## Excerpted data

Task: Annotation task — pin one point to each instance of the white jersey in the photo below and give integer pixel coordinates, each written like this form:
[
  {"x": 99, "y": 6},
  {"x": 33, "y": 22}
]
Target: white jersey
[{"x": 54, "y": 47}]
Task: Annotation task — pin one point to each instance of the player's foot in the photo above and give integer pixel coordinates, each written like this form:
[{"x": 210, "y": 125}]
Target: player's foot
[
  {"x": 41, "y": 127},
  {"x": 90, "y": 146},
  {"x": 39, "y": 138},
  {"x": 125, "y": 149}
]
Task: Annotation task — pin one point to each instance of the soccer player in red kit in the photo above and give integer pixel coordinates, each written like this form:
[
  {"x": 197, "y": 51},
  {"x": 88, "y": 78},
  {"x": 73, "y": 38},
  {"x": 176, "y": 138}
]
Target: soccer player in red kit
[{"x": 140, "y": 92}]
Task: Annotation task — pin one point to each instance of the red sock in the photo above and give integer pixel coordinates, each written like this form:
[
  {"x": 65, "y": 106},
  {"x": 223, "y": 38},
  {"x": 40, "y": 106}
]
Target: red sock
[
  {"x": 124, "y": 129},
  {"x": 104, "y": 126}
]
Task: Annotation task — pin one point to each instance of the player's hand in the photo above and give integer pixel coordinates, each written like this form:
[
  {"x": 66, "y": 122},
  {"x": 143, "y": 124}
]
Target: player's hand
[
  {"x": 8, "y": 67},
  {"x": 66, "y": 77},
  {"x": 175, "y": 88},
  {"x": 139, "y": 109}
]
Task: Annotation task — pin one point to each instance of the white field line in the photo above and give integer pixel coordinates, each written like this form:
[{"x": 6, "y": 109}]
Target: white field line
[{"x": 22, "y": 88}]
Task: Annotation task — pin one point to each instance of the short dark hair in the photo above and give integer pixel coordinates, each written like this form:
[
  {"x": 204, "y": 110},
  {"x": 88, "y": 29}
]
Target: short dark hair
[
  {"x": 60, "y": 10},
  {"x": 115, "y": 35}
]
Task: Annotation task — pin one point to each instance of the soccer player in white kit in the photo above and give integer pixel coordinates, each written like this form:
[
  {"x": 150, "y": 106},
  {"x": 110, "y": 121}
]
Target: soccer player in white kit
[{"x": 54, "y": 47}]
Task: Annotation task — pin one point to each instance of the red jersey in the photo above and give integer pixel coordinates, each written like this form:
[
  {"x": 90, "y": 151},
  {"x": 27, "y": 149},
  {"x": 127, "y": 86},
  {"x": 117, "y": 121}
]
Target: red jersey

## Task brief
Please extract, unchanged, the part of the rows above that opens with the line containing "the white field" and closes with the last line of the rows, including both of those lines.

## Exercise result
Task: Annotation task — pin one point to each instance of the white field line in the photo above and give integer pixel coordinates, each written like this form:
[{"x": 6, "y": 109}]
Target: white field line
[{"x": 22, "y": 88}]
Task: Annotation task — pin one point to each instance of the short dark hair in the photo above and give integer pixel coordinates, each written like this form:
[
  {"x": 204, "y": 110},
  {"x": 88, "y": 29}
]
Target: short dark hair
[
  {"x": 60, "y": 10},
  {"x": 115, "y": 35}
]
Task: Annotation task — pin one point to each instance of the soccer player in white kit in the photo above and give integer pixel coordinates, each written like this form:
[
  {"x": 150, "y": 106},
  {"x": 110, "y": 121}
]
Target: soccer player in white kit
[{"x": 54, "y": 47}]
Task: Annotation task — pin one point to each instance of the red jersey in the photo above and give integer pixel coordinates, each written like this form:
[
  {"x": 90, "y": 151},
  {"x": 27, "y": 149},
  {"x": 127, "y": 86},
  {"x": 117, "y": 121}
]
Target: red jersey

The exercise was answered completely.